(Image-grounded pointing data)
= Beginning of Section =

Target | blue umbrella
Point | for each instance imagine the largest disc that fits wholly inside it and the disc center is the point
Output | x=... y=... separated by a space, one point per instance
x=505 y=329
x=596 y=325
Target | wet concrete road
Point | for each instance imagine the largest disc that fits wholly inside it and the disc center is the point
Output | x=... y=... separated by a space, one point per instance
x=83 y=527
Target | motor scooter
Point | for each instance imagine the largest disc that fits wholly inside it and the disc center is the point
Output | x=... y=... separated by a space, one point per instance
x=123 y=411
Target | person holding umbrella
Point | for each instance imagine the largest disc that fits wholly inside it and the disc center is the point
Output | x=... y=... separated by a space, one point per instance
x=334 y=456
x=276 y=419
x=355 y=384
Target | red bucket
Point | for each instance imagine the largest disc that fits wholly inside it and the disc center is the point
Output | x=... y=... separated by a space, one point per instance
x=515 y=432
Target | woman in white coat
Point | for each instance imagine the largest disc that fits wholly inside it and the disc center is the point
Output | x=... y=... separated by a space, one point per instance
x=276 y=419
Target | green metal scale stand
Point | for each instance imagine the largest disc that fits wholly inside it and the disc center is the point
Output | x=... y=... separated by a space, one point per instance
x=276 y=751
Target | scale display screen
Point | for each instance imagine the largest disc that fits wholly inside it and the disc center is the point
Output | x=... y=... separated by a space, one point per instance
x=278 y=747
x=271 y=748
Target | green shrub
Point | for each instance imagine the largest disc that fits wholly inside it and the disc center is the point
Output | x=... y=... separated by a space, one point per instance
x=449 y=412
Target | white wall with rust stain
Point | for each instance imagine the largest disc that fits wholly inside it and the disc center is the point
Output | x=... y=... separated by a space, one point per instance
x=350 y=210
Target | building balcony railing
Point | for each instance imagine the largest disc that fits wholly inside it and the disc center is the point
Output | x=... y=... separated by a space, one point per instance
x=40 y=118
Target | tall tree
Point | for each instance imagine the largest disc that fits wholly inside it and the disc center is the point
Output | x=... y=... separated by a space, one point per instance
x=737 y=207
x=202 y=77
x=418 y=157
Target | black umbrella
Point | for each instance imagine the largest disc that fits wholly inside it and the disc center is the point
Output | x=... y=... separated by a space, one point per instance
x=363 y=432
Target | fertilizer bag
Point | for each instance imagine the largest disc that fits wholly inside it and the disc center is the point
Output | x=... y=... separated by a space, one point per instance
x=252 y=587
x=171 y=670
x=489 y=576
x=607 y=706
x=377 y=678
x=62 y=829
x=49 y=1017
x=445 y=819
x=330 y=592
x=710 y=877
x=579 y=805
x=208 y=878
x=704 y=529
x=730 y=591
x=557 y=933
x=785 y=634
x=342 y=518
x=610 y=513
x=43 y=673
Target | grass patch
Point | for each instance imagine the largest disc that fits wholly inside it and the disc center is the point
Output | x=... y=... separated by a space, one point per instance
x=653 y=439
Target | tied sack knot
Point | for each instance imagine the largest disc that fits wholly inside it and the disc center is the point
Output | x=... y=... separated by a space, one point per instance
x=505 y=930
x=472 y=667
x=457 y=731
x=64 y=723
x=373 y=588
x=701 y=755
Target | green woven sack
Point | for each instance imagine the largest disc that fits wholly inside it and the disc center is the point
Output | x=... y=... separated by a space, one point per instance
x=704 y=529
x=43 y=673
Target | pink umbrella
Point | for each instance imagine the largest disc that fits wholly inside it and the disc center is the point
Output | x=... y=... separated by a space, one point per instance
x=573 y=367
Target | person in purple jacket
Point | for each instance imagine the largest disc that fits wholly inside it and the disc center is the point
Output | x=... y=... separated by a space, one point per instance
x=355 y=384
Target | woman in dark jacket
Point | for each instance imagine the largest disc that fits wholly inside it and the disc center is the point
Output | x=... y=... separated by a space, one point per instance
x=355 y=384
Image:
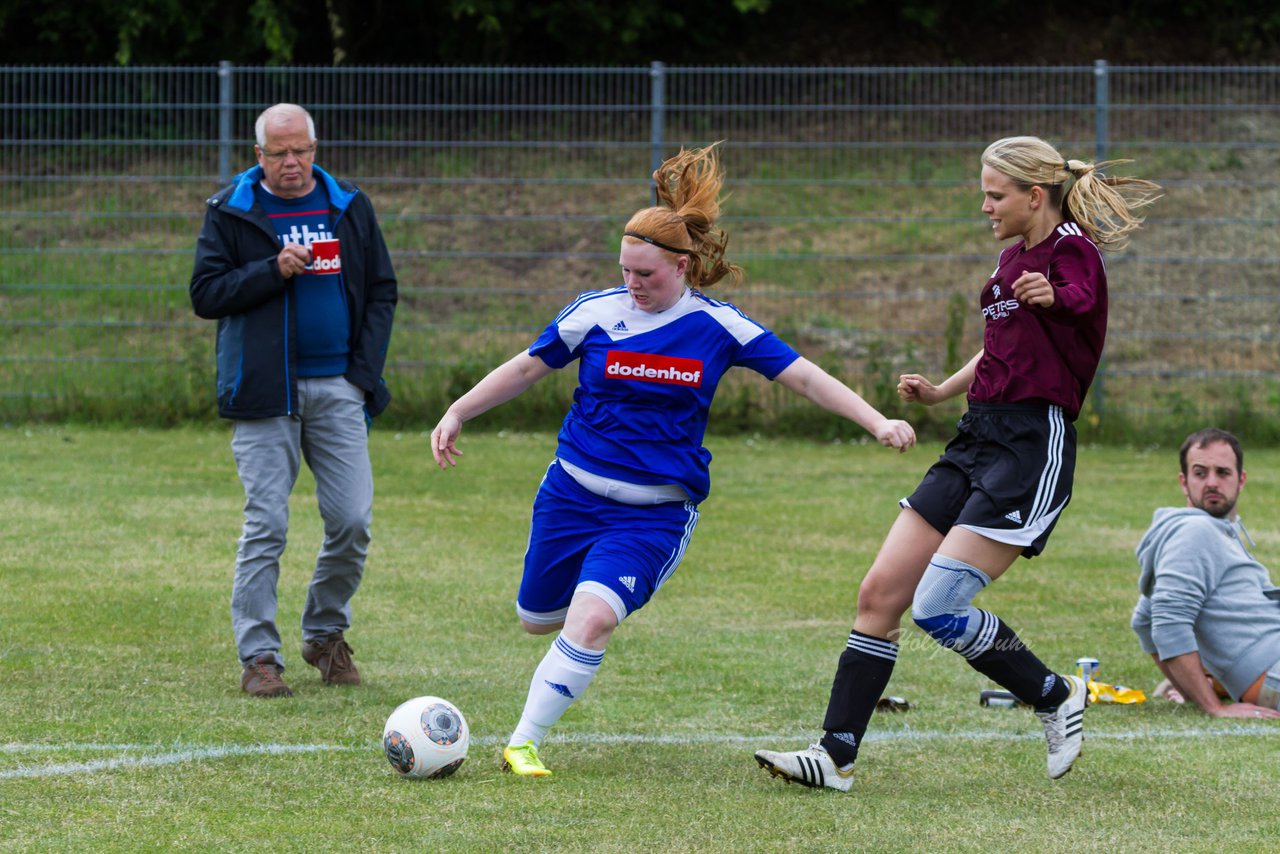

= End of Section =

== YOUR GOAL ==
Please repeat the records above word for word, and do not include the pictures.

== RESULT FOR THIS EXERCISE ==
Target | blue umbrella
Point | for each instance imagine the largest disc that fits wholly inside it and the disc center is the point
Output | x=... y=... separated by a space, one point per instance
x=505 y=329
x=596 y=325
Target | wet concrete road
Point | for each instance imagine the largest disc that fits wholly inside it and the disc center is the point
Output | x=... y=... separated by a space, one point per instance
x=83 y=527
Target | motor scooter
Point | for each instance imagine the largest disc that fits wholly inside it and the disc center is the point
Output | x=... y=... separated by a space, one point per instance
x=123 y=411
Target | person holding umbrella
Point | for each instance imagine the largest disc that fits wholly inside it and the disc center is the point
Output | x=... y=... separated by a space, one point per instance
x=334 y=456
x=276 y=419
x=355 y=384
Target | red bucket
Point | for each instance imagine the largest disc that fits wholly inside it and the disc center is the point
Output | x=... y=... separated by a space, one point per instance
x=515 y=432
Target | woman in white coat
Point | for each instance imagine the largest disc that fits wholly inside it and the disc center is the point
Output | x=... y=... separated by a space, one point per instance
x=276 y=419
Target | green metal scale stand
Point | for each instance imagine the largest disc that fits wholly inside it and the disc center is the point
Output | x=... y=... separated by a space, one point per instance
x=276 y=751
Target | scale display screen
Point | for each instance imagine the largest disc that fits wholly inside it and the disc center is the point
Output | x=... y=... separated by a space, one point per instance
x=278 y=747
x=271 y=748
Target | green shrub
Point | for each instance imagine the largest disc that fits wholly inside it and the disc center is the point
Output | x=... y=... separated by a space, one point per instance
x=449 y=412
Target | white wall with rust stain
Point | for each instance imagine the largest disc that fits wholly inside it and the disc center is the point
Output | x=... y=... separated by a space, one point per instance
x=350 y=210
Target | building balcony railing
Point | for each instance imagine the largest disc that fits wholly inside it and the disc center is the point
Output | x=... y=... separated by a space, one point per instance
x=40 y=118
Target | tall tree
Point | for each instance imagine the largest disc that fits wholly inside it and the disc center is the point
Output | x=... y=... separated by a space, one point per instance
x=737 y=207
x=202 y=77
x=418 y=157
Target | black umbrella
Point | for each instance imagine the largest disc that fits wholly inside it and the disc center is the point
Output | x=... y=... separated by a space, one point per instance
x=363 y=432
Target | fertilizer bag
Point | for each instance imagine the largest disc that fits wholly inside it and the disc center is the point
Output | x=... y=... separated by a space, one point per instance
x=252 y=587
x=171 y=670
x=489 y=576
x=607 y=706
x=377 y=678
x=62 y=829
x=49 y=1017
x=445 y=819
x=330 y=592
x=710 y=877
x=579 y=805
x=208 y=878
x=704 y=529
x=730 y=591
x=557 y=933
x=785 y=634
x=342 y=518
x=610 y=513
x=43 y=673
Target | grass patch
Point | for each instance imagine the largest disc that fits wholly inside it and the disc center is the point
Output | x=... y=... separated by a space, one point per instance
x=653 y=439
Target | tied sack knot
Point | for each instance imagine the largest disc that fits wholly inside it and the disc center is the point
Output | x=... y=... separated by a space, one point per instance
x=505 y=930
x=472 y=667
x=457 y=731
x=64 y=723
x=373 y=588
x=701 y=755
Target | green woven sack
Point | for each instance imagine the largest disc that fits wholly inside it and the disc center is the point
Output | x=... y=... separated by a space, one point per instance
x=704 y=529
x=43 y=673
Target | pink umbrella
Point | for each instance imagine the largest disc that fits wholly inside it and the disc center is the point
Output | x=... y=... separated by a space, one point per instance
x=573 y=367
Target | person in purple jacket
Point | for each instance imagine the largest disc that fits wholly inside it and the disc center is the point
Output | x=... y=... separated by a space, one point per instance
x=355 y=384
Target | woman in dark jacket
Point | for each instance imagine the largest disc that fits wholly inside it and the disc center is the point
Output | x=... y=... separated by a space, one point per instance
x=355 y=384
Image:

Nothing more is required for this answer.